**Tarefa a realizar**:
Extraia na íntegra o trecho sobre as tentativas de retirar famílias vulneráveis de um condomínio do Jardim Botânico, sem omitir nem alterar nenhuma palavra.

**Trecho para leitura**:
# # # # # # #

Situação semelhante já foi presenciada pela advogada Oneide Ramos, que procura ajudar essas famílias todos os meses distribuindo cestas básicas. Moradora de um condomínio do Jardim Botânico ela afirmou que tem sido informada constantemente de investidas para retirá-los.
“Sei que a presença deles pode ser inconveniente, em algumas situações, mas o correto seria ajudá-los. Se não houver abrigos suficientes o governo do DFl poderia estudar alternativas para solucionar o problema”, acusou.
No final da tarde, a Secretaria de Desenvolvimento Social informou, por nota, que não recebeu denúncia ou qualquer informação sobre essa demanda. E reiterou que a pasta não concorda nem apoia essas ações de retirada dos vulneráveis.

# # # # # # #

(Registros de um conjunto de dados)

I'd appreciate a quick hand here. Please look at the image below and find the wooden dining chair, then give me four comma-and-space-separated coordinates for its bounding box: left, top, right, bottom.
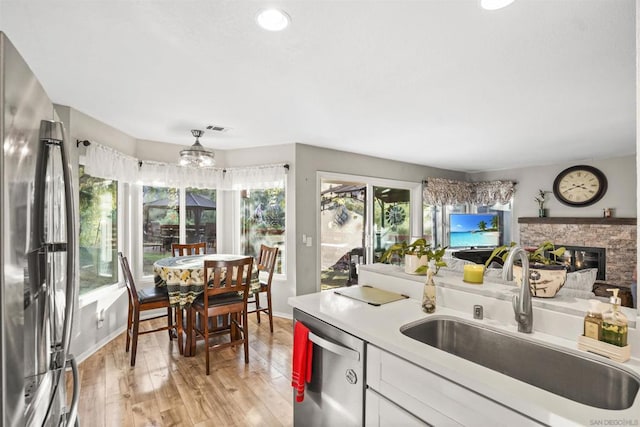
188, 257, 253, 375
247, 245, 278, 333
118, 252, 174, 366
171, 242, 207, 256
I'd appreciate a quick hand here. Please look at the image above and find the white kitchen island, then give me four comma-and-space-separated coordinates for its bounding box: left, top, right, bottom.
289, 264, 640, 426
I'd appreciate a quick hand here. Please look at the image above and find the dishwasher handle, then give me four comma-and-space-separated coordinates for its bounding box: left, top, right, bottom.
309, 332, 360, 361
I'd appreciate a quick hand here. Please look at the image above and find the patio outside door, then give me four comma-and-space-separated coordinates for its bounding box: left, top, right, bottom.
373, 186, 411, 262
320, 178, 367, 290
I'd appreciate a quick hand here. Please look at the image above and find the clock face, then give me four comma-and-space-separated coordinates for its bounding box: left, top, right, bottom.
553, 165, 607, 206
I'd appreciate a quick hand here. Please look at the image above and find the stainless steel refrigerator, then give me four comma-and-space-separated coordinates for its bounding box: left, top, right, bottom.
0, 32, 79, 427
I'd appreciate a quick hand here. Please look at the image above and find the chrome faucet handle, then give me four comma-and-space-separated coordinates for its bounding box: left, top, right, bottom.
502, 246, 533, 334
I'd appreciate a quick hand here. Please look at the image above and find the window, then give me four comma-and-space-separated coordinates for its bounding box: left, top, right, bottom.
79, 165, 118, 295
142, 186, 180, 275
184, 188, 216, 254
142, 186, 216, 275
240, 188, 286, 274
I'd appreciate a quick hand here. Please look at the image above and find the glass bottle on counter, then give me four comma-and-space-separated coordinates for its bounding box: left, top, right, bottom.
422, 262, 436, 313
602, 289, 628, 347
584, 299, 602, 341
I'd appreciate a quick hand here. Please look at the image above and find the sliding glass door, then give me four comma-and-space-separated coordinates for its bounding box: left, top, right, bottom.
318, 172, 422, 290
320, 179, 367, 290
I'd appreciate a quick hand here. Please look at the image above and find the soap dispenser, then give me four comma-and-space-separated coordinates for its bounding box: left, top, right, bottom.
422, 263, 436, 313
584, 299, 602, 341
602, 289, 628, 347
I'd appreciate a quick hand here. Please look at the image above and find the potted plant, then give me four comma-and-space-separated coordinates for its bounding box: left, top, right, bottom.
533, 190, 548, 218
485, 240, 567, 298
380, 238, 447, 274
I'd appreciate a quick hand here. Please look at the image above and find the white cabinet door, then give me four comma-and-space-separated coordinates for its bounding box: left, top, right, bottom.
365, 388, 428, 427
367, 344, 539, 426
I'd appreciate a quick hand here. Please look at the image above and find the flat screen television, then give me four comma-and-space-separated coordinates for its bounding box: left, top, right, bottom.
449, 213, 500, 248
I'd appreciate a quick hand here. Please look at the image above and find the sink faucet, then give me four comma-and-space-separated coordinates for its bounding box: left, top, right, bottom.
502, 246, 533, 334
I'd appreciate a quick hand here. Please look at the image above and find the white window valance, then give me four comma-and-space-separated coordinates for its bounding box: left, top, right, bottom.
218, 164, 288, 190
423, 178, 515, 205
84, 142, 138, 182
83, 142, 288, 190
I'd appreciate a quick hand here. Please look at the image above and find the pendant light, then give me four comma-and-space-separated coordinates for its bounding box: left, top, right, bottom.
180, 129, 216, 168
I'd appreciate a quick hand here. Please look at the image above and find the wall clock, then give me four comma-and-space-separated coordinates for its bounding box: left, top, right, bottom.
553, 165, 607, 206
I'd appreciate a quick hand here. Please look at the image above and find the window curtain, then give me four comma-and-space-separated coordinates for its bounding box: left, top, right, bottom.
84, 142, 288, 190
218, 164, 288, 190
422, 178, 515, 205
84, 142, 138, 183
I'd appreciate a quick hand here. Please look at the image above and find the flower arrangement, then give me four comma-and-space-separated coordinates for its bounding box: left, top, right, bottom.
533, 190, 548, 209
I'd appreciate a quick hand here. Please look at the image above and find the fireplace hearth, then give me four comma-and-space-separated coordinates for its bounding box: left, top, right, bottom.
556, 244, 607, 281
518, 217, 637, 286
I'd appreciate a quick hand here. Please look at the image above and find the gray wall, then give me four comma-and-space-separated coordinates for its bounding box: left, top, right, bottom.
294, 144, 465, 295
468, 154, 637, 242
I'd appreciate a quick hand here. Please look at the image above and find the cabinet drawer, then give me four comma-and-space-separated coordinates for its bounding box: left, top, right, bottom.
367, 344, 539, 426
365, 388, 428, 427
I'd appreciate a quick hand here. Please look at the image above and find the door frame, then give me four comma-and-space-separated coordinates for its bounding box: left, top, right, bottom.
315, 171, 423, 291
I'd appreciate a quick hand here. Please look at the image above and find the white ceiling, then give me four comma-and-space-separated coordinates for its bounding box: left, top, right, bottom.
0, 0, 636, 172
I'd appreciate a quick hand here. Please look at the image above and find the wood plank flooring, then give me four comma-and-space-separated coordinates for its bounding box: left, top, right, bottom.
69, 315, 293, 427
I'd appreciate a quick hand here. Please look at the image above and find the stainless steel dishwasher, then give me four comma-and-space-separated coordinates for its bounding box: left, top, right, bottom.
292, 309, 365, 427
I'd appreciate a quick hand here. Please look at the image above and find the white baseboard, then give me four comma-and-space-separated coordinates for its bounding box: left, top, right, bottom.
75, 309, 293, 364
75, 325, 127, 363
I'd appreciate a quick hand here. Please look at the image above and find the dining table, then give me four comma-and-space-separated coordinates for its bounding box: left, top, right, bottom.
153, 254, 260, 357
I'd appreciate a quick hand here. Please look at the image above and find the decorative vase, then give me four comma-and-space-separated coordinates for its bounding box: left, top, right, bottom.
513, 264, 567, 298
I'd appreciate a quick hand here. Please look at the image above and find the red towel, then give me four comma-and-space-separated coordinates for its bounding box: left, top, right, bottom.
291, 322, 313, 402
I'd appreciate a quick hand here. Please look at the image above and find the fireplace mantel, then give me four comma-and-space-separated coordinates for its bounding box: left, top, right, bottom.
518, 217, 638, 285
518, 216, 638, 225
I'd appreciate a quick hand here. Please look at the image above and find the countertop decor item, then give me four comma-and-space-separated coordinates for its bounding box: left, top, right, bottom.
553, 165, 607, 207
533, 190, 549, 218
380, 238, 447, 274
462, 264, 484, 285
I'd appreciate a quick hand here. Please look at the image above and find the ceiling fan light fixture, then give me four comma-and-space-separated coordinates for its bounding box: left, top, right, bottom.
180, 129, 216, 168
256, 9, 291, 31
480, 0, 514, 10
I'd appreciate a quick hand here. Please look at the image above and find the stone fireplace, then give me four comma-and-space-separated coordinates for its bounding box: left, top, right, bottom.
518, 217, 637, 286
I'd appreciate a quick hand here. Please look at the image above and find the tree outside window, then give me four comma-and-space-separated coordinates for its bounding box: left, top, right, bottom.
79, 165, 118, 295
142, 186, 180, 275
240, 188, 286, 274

# # # # # # #

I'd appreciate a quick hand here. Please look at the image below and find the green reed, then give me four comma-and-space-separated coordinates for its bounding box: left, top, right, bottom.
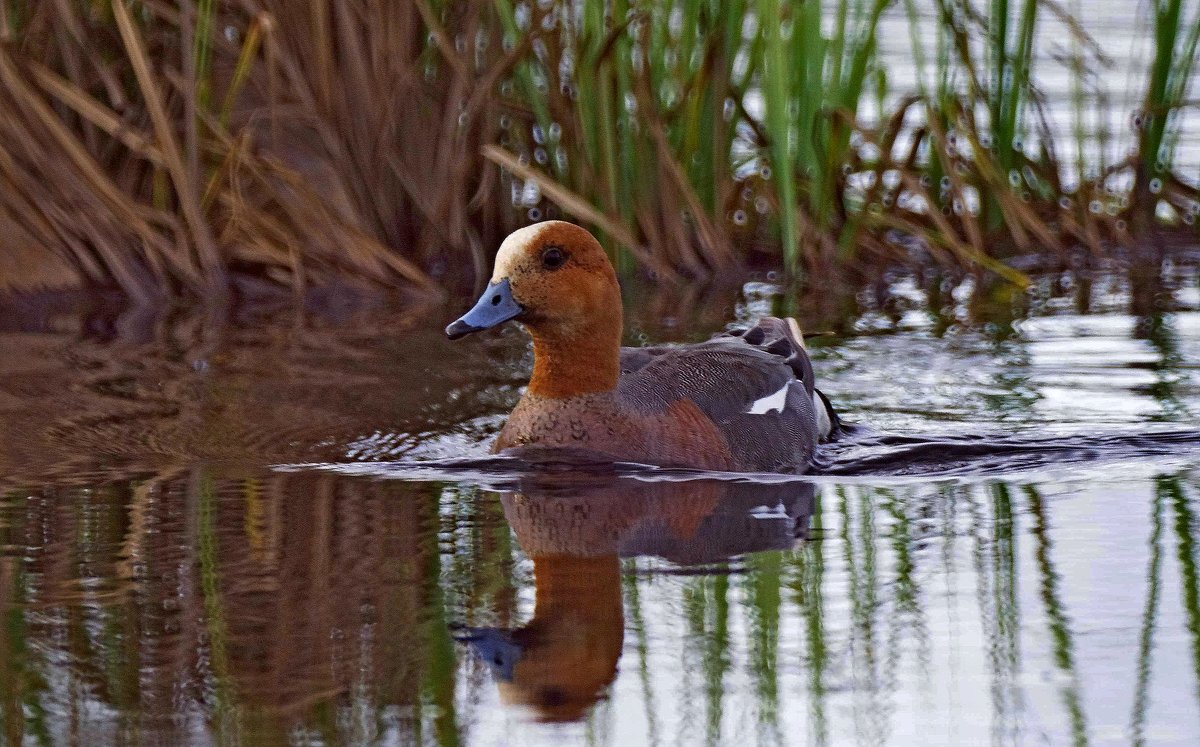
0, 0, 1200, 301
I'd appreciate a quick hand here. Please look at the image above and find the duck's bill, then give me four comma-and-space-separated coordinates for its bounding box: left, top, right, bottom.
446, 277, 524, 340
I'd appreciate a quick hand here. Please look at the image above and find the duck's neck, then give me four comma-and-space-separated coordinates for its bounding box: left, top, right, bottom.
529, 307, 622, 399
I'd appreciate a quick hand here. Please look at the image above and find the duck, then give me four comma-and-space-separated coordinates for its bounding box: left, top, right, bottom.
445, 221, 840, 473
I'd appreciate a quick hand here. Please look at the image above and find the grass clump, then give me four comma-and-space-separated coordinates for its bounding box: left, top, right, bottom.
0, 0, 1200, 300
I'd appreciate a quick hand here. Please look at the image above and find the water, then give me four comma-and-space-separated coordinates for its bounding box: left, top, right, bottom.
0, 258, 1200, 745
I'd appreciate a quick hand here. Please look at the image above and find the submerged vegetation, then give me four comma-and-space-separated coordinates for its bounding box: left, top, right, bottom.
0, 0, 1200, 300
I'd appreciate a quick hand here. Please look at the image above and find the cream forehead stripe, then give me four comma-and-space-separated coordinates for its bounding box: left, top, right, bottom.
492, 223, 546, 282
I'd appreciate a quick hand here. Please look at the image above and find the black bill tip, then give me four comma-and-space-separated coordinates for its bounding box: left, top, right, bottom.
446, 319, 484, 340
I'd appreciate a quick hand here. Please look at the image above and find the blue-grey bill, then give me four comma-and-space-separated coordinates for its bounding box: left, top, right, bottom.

# # # # # # #

**Solução detalhada**:
Situação semelhante já foi presenciada pela advogada Oneide Ramos, que procura ajudar essas famílias todos os meses distribuindo cestas básicas. Moradora de um condomínio do Jardim Botânico ela afirmou que tem sido informada constantemente de investidas para retirá-los.
“Sei que a presença deles pode ser inconveniente, em algumas situações, mas o correto seria ajudá-los. Se não houver abrigos suficientes o governo do DFl poderia estudar alternativas para solucionar o problema”, acusou.
No final da tarde, a Secretaria de Desenvolvimento Social informou, por nota, que não recebeu denúncia ou qualquer informação sobre essa demanda. E reiterou que a pasta não concorda nem apoia essas ações de retirada dos vulneráveis.